WORK ORDER: Using the records below, give again exactly the lines from the line that contains "# test: pointer marks one dot per instance of the woman's" through the line that contains "# test: pointer marks one dot per instance of the toddler", both ends included, and only those.

Referring expression pointing data:
<<<<
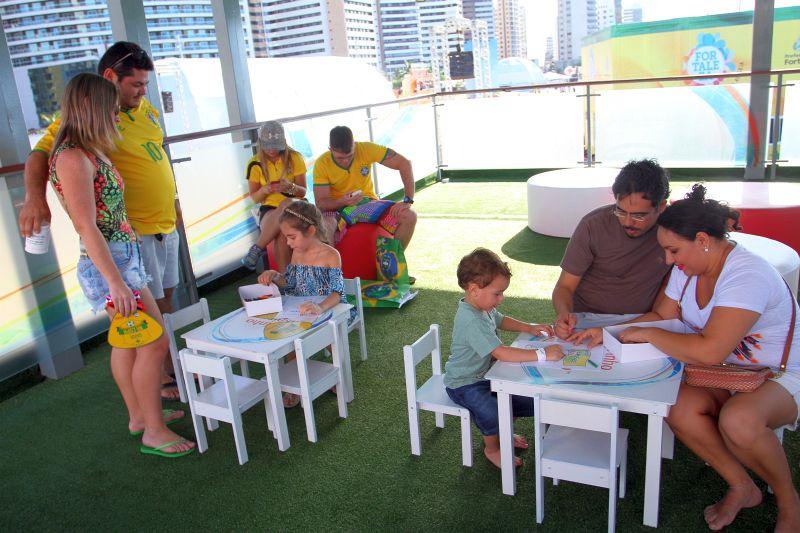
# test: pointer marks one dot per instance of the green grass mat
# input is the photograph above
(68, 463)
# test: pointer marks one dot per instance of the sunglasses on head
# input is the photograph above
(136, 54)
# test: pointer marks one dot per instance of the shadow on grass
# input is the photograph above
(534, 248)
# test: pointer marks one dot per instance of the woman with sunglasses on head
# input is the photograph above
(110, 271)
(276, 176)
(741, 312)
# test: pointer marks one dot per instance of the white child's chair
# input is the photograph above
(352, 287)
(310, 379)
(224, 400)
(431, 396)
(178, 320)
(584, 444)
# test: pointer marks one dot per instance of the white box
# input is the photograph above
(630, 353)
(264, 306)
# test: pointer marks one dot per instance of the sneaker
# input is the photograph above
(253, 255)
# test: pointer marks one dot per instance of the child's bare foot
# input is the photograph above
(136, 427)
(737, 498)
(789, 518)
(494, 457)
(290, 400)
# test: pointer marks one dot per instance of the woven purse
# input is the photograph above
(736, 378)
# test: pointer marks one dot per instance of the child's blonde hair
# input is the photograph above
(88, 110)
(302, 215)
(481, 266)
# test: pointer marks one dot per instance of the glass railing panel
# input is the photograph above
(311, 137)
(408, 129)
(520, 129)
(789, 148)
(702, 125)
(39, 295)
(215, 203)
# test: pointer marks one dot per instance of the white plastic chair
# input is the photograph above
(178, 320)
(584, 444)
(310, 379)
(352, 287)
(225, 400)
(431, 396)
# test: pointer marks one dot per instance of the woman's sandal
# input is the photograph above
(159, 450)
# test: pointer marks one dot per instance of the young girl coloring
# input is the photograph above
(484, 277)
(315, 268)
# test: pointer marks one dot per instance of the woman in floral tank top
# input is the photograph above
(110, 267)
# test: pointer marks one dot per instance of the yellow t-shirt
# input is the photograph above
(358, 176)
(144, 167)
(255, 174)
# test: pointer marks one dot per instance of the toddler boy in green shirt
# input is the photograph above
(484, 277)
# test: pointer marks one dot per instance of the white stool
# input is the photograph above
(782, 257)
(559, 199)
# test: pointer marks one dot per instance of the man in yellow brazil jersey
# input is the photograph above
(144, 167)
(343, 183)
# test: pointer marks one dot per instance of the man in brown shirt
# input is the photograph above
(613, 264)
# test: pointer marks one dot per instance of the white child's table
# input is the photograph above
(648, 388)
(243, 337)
>>>>
<<<<
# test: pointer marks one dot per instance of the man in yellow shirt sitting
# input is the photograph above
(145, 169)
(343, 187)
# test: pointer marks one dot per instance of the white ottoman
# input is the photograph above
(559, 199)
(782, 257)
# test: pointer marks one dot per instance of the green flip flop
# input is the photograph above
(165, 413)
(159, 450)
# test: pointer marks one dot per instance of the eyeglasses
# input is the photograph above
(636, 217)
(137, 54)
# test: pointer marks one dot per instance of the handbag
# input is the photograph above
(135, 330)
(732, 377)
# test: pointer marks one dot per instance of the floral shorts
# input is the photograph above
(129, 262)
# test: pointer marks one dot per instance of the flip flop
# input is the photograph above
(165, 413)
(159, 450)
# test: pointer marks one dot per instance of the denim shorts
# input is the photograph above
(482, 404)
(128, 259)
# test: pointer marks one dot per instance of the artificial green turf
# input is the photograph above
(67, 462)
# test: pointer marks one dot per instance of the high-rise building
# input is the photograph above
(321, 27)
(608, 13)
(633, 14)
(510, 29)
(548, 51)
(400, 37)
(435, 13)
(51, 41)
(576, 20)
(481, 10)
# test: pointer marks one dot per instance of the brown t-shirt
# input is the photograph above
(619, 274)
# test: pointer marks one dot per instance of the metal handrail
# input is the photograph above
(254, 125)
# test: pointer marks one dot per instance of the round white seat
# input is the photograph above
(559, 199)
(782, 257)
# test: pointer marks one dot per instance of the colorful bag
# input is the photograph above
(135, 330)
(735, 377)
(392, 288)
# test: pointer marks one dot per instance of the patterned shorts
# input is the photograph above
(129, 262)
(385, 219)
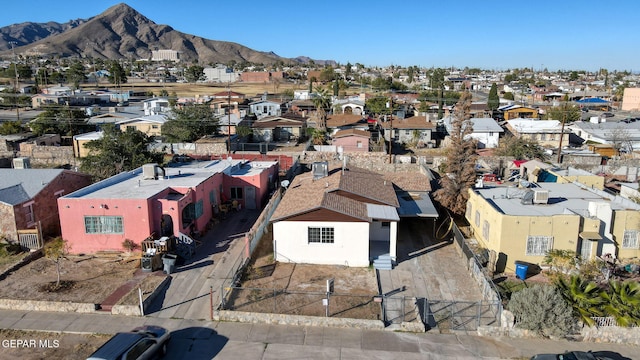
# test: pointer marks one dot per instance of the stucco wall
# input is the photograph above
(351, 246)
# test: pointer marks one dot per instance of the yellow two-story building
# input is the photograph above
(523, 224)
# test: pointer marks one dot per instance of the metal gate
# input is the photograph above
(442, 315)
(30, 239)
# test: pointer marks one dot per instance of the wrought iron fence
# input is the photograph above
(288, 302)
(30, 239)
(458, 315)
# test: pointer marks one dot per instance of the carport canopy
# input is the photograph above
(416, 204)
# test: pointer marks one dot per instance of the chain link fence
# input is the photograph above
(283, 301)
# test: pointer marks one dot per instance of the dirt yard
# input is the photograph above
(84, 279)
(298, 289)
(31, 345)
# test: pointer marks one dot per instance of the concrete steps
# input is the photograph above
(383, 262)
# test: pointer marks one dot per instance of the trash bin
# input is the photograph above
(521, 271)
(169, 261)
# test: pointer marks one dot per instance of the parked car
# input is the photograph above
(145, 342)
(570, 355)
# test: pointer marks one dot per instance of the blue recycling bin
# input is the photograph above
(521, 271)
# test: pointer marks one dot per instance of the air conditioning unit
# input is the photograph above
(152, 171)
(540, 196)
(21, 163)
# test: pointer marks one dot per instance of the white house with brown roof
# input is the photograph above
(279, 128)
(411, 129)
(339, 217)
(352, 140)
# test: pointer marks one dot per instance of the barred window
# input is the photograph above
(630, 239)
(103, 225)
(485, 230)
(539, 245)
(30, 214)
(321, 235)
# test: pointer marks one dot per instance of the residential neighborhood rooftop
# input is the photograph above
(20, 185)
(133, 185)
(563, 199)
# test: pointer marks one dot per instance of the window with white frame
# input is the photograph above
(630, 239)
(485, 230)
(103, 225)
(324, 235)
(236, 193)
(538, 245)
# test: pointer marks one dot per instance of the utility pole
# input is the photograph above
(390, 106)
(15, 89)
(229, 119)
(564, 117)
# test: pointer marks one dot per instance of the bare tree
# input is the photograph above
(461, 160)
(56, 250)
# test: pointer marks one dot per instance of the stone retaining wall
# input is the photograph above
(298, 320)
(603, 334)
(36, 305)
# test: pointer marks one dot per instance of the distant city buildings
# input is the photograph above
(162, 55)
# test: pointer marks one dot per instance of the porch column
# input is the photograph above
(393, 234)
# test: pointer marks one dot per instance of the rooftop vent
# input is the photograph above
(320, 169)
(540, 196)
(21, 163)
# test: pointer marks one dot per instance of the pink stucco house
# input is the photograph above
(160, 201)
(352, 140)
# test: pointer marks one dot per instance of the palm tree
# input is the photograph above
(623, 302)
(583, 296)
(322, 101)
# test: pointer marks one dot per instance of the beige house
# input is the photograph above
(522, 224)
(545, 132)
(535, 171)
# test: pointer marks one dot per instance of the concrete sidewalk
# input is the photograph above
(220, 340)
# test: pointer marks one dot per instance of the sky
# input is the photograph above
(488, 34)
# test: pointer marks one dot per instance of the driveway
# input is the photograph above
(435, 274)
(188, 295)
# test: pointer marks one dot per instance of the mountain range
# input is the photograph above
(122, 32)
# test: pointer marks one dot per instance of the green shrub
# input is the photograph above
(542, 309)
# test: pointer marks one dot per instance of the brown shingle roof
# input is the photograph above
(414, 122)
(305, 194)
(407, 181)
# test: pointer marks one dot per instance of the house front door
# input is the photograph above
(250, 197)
>>>>
RESPONSE AREA:
# test: pointer marks one dot per instance of the woman's sandal
# input is the photograph above
(159, 450)
# test: pointer marks one dot per instance of the young girl coloring
# input is the photograph above
(484, 277)
(315, 268)
# test: pointer marks one dot per instance of the woman in floral tank top
# input is the photograph above
(110, 267)
# test: pointer marks one dot per instance of the yellow t-shirt
# input is the photograph above
(358, 176)
(144, 167)
(255, 174)
# test: pointer marks one dot per instance of the toddler boy in green shirt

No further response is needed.